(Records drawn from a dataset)
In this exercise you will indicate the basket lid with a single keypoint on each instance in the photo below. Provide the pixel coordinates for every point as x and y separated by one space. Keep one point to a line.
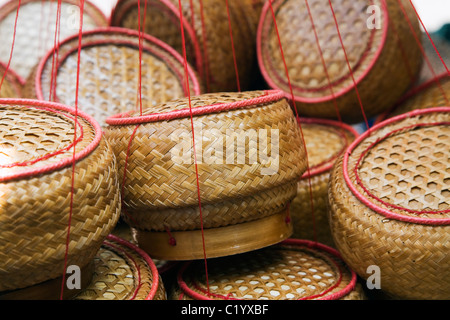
109 73
400 168
310 82
291 270
37 137
123 272
325 141
36 26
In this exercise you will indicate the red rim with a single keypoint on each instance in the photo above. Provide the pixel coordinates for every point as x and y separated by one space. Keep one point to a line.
56 107
116 30
365 200
295 242
326 98
147 259
125 119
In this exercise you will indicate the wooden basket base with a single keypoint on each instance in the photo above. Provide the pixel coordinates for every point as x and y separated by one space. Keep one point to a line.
219 242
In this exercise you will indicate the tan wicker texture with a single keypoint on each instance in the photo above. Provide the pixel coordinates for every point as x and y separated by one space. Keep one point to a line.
36 144
244 183
325 142
208 41
109 73
122 273
396 217
373 54
35 34
289 271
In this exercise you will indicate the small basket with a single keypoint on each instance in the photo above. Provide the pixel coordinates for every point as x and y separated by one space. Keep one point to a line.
11 87
36 25
292 270
376 56
432 93
245 185
389 204
109 73
208 42
325 141
36 174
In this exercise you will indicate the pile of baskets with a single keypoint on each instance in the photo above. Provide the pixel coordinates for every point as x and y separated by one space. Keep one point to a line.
191 150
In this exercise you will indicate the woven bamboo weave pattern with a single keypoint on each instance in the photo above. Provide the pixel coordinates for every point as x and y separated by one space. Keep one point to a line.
404 178
109 73
121 273
280 272
208 41
34 209
372 53
36 26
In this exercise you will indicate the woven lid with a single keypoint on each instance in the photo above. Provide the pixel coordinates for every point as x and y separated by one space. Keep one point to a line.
310 81
109 73
401 167
36 25
325 141
292 270
123 272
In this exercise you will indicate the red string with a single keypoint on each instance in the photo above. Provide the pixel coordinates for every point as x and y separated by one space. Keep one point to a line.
232 47
298 119
72 187
193 139
12 45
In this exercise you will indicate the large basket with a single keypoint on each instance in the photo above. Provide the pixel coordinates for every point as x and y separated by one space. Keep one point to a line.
36 25
245 186
390 204
208 42
36 175
325 141
385 61
292 270
11 87
109 73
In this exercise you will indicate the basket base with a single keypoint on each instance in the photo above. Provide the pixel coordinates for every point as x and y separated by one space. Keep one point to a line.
219 242
51 289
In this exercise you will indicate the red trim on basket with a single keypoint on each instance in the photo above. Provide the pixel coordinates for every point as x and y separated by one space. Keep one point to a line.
49 106
116 30
125 119
148 260
341 92
297 242
385 212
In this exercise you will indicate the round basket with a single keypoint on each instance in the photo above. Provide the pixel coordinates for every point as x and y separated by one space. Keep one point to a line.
433 93
292 270
389 204
35 32
37 169
207 35
11 87
249 156
373 53
325 141
109 73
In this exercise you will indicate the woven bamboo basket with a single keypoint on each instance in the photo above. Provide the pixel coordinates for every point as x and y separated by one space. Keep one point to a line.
389 204
373 54
433 93
207 32
292 270
35 33
109 73
245 185
36 174
11 87
325 141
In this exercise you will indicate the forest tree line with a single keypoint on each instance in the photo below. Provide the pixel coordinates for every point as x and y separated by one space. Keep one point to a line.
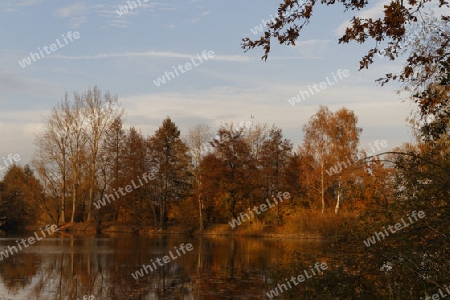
85 156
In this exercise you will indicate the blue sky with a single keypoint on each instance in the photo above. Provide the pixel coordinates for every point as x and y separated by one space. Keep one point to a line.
125 54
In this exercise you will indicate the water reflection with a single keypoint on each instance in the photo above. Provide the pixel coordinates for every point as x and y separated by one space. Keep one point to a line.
73 267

- _WORK TO COMPLETE_: Print each entry above verbatim, pictures left out.

- _TASK ANSWER_:
In this exercise you will indicate the basket lid with a single keypoint on each instance in the photo below. Provide the pixel coordinates for every point as x and y separated by one space. Keep one point to a line.
109 73
400 168
310 82
291 270
37 137
123 272
325 141
36 26
In this exercise you will indicate the red rim with a single keypoint on each instance in the photo above. Provide the pixel coordinates for every point as x and y separated by one space. Keep one point to a line.
56 107
116 30
365 200
295 242
326 98
147 259
125 119
In this exercise you will indicate the wooden basket base with a single keypoint on each instance in the photo above. Provide the pixel coordinates for every point as x and y separated by one space. Keep one point to a line.
219 242
In this exercise you will indicate the tan wicker texture with a single keypoint on each instance in the photo above. Provide the pixel coordinates for every point as x and y separated by one space. Keep one point to a line.
36 144
244 183
325 142
208 41
109 73
122 273
396 217
373 54
35 34
289 271
In this exercise you will indicate the small basket with a single keypoint on each instance in the photo above. Provide the pixel coordinates for every point as x and y separated by one space. Keep one point to a line.
11 87
36 25
292 270
376 56
432 93
245 185
389 204
109 73
208 42
325 141
36 174
In this exercise you will indicate the pile of baskets with a single keypoint on each instance in the photo above. Provide the pixel coordinates for every point as x and y separated by one space. Keep one point to a line.
191 150
In this exercise you will indicate the woven bamboo weave pattern with a single keypoint on each instance in the photo above. Provide the pixel coordinates for every point as x and y separated by one space. Keep one point to a line.
404 178
109 73
121 273
280 272
208 41
34 209
372 53
36 26
In this exercise you will indicate the woven lid with a single keypoint on each instance in the photo above. Provide the pixel coordinates for every point as x and y separated by one space. Keep one point to a line.
310 81
109 73
401 167
36 25
325 141
292 270
123 272
In this exercise you will indicate the red string with a single keypoint on each instance in the photo above. Provide the pixel coordinates for every point as x and y separated by one space. Keep one point to a line.
232 47
298 119
72 187
193 139
12 45
In this exercise you will indicate the large basket with a single keypoint on each instance in the photo above. Provide the pixel coordinates for every point as x and y separated by one space. Keep one point to a line.
36 25
245 186
390 204
208 42
36 175
325 141
385 61
292 270
11 87
109 73
In this exercise you will indicate the basket base with a single keypoint on each instance in the photo above. Provide the pixel coordinates for every point as x and y separated by one space. Keep one point to a line.
219 242
51 289
In this exercise you will indicate the red trim on basket with a single keypoint on each instance in the photo above. Provide the pixel coordinates for every point as x and y separated by one space. Keep one point to a line.
49 106
116 30
125 119
148 260
341 92
297 242
385 212
In this exercise you will indicate the round basket with a single keypoint on each instance in the photo above. Provide the pixel coordinates for every point as x and y separated by one space. Keep one point to a line.
433 93
292 270
389 204
35 32
37 169
207 35
11 87
249 156
373 53
325 141
109 73
In this exercise you will indicate the woven bamboo basket with a single keypoint on each instance in the photo above. Provide the pixel coordinates for every point as x and y separated by one space. Keep one point to a line.
389 204
373 54
433 93
207 32
292 270
35 33
109 73
245 185
36 174
11 87
325 141
In this exercise you will indicate the forest tree line with a single keypoint on each instance in the photo below. Provide the pixel coordinates for every point as x and y separated by one space. Keep one point to a line.
85 156
In this exercise you will indicate the blue sky with a single keypoint on each instance in the photo above. Provide the pixel coordinates for every point as x and y separated by one space. Keep one point to a line.
125 54
In this exercise you will indicate the water reflection with a single keypoint on each instance in the photo above. Provide the pixel coordinates for every point as x and y separated by one space. Keep one point to a line.
73 267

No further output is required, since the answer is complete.